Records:

━━━━━━

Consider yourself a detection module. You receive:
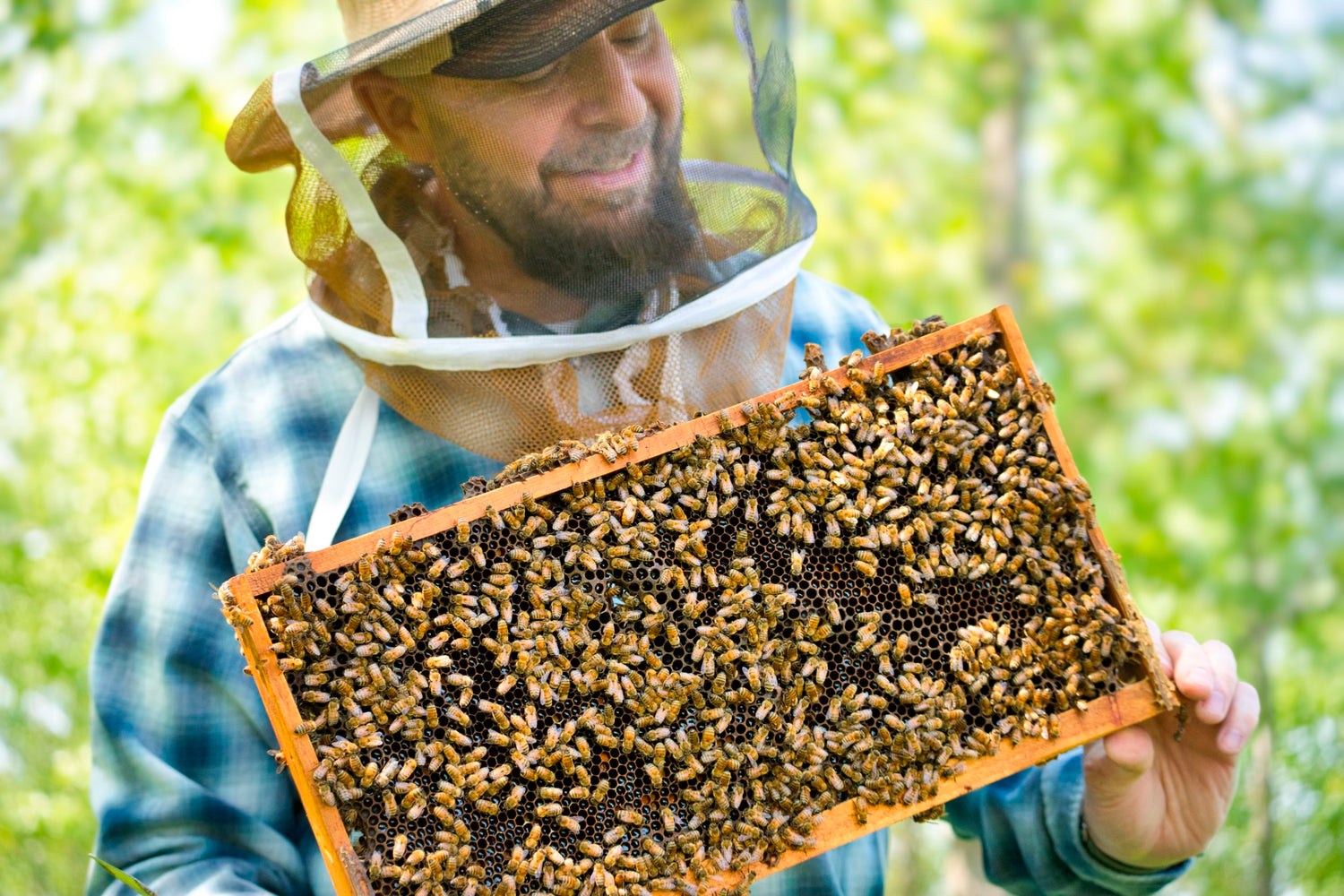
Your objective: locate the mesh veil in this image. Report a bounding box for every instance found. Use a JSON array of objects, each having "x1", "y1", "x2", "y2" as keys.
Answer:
[{"x1": 228, "y1": 0, "x2": 814, "y2": 461}]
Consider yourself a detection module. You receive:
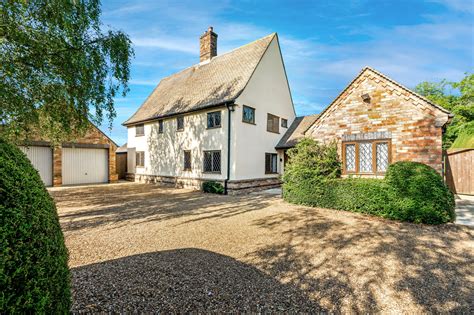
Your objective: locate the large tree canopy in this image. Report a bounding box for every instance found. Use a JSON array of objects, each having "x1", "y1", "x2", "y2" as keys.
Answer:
[
  {"x1": 0, "y1": 0, "x2": 133, "y2": 141},
  {"x1": 415, "y1": 74, "x2": 474, "y2": 149}
]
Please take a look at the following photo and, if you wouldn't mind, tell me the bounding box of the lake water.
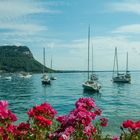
[0,72,140,134]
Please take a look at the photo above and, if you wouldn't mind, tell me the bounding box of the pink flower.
[122,120,133,128]
[94,107,102,116]
[112,136,119,140]
[36,116,52,126]
[75,97,96,111]
[0,100,8,110]
[100,118,108,127]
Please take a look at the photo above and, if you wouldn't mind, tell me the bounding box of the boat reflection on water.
[83,90,101,98]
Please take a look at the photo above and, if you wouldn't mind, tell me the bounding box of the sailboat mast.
[115,48,118,75]
[112,48,116,77]
[126,52,128,73]
[88,25,90,80]
[43,48,46,73]
[92,44,93,74]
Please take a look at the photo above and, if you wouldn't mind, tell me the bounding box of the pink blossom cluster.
[0,100,17,123]
[0,97,108,140]
[51,97,108,140]
[27,102,57,127]
[122,120,140,130]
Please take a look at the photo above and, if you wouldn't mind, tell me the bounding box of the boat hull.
[113,77,131,83]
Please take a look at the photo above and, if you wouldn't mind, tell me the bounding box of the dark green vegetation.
[0,45,52,73]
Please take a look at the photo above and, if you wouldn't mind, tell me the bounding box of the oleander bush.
[0,97,140,140]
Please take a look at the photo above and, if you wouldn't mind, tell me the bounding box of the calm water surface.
[0,72,140,134]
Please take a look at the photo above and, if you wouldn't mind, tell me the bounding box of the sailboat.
[112,48,131,83]
[42,48,51,85]
[50,57,56,80]
[90,45,98,81]
[82,26,101,92]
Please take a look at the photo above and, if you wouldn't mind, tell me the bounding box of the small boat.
[3,76,12,81]
[82,26,101,92]
[42,48,51,85]
[112,48,131,83]
[19,72,32,78]
[83,80,101,92]
[90,74,98,81]
[50,76,57,80]
[50,57,57,80]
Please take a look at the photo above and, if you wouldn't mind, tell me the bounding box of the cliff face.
[0,45,52,73]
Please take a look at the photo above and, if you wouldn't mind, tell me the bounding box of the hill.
[0,45,52,73]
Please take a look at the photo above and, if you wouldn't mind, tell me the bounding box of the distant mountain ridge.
[0,45,52,73]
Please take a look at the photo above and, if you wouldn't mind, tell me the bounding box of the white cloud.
[0,23,47,34]
[46,35,140,70]
[109,0,140,14]
[0,0,60,19]
[112,24,140,34]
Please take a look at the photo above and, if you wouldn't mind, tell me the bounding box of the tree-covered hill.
[0,45,51,73]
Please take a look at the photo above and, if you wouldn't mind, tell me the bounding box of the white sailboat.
[90,45,98,81]
[83,26,101,92]
[112,48,131,83]
[42,48,51,85]
[50,57,56,80]
[19,72,32,79]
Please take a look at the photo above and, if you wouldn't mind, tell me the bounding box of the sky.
[0,0,140,70]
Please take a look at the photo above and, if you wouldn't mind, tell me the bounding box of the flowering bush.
[0,97,140,140]
[121,120,140,140]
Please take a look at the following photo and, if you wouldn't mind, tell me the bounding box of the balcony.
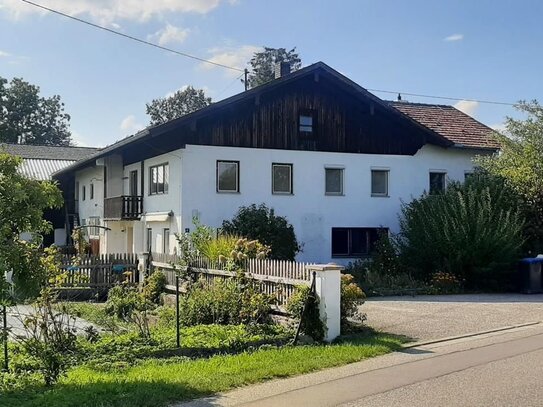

━━━━━━

> [Objective]
Could you write out all the records again, changing every "bounding box" to "enclosing rectangle" and leaving everything else as it stands? Leave the pictures out.

> [Right answer]
Consider yourself a detection module. You receive:
Your objective: locate the mesh veil in this image. Report a enclosing rectangle for every instance found. Use a JSON array of objects, each having "x1", "y1", "x2", "y2" as keys.
Answer:
[{"x1": 228, "y1": 0, "x2": 814, "y2": 461}]
Consider yourself a detection module. You receive:
Your objective: locate the large tree canopy in this image. Report a enclosing rectangle for every instance found. Use a JSON array of objects, each having "x1", "y1", "x2", "y2" as keys.
Answer:
[
  {"x1": 0, "y1": 0, "x2": 133, "y2": 141},
  {"x1": 415, "y1": 74, "x2": 474, "y2": 149}
]
Please take a look at the following photo and, if you wouldn't mind, tell me the enclosing rectangle of the lake water.
[0,72,140,134]
Please take a look at the photo above and, if you wouldn't mind, tell me the enclosing rectangle of the pink flower.
[122,120,133,128]
[94,107,102,116]
[112,136,119,140]
[36,116,52,126]
[75,97,96,111]
[0,100,8,110]
[100,118,108,127]
Please take a look at the photo above and, if you wouldn't mind, tell me the enclosing rectangle of the boat reflection on water.
[83,90,101,98]
Please take a look at the photo above and, if you wouldn't mind, tell me the enclosing rectangle of the sailboat mast.
[115,48,118,75]
[112,48,116,77]
[126,52,128,73]
[88,25,90,80]
[43,48,46,73]
[92,44,93,74]
Please take a look at the photo above and, if you wouldn't mind, tell me the enclosing rectangle of the pink blossom cluster.
[0,100,17,123]
[0,97,108,140]
[51,97,108,140]
[27,102,57,127]
[122,120,140,130]
Please take a look at the photo above and, if you wouldn't mind, tell me the enclosing rectangle of the boat hull.
[113,77,131,83]
Please take a look at the photo above and, if you wouldn't mind, tell me the enclosing rectangle of the dark green vegetation.
[0,45,52,73]
Please take a look at the photo above and, if you wouldn't mind, tell me the enclosing rectangle of the oleander bush.
[0,97,140,140]
Please take a look at the photo above and, if you wouldn't mind, tell me the enclosing rectangle of the calm water surface.
[0,72,140,134]
Please take a look at the photo above and, if you wouldn't mind, tell me the enclosing rectangle of the sailboat.
[112,48,131,83]
[42,48,51,85]
[50,57,56,80]
[90,45,98,81]
[82,26,101,92]
Please take a look at the photo above and, if you wouldn't mind, tell me the enclosing rectangle of the small boat.
[3,76,12,81]
[82,26,101,92]
[42,48,51,85]
[112,48,131,83]
[19,72,32,78]
[83,80,101,92]
[90,74,98,81]
[50,76,57,80]
[50,57,57,80]
Please take a look at the photo above and, if you wouldn't mind, tell me the enclosing rectangle of the cliff face.
[0,45,52,73]
Please take a look at the photo above and, if you wouldn't mind, tell me the enclosing rectangle of the hill.
[0,45,52,73]
Please take a look at the photo above and, if you wouldn't mind, tell me the enclosing rectangle of the distant mountain ridge.
[0,45,52,73]
Please take a look at the photo above and, if you wouldn't mind, tell me the enclosing rectangle of the white cloud.
[0,23,47,34]
[46,35,140,70]
[109,0,140,14]
[0,0,60,19]
[112,24,140,34]
Please take a look at the photo above and, if you wouldn't mind, tell me the enclosing rectangle of the tree-covered hill.
[0,45,51,73]
Please take a look at the photo above and, if you wouldn't mind, tell me the enclosing rectangle of the white sailboat.
[90,45,98,81]
[83,26,101,92]
[112,48,131,83]
[42,48,51,85]
[50,57,56,80]
[19,72,32,79]
Please take a look at the photo above and, if you wouldn't mind, tell me the enclosing rectangle of the sky.
[0,0,140,70]
Please take a look at the photo above and, if you wouldn't mind, tell me the enclosing rectangle of the flowering bush.
[0,97,140,140]
[121,120,140,140]
Please take a look at the following photo and, if you wouldn't mind, tell me the enclosing rectangle of the balcony.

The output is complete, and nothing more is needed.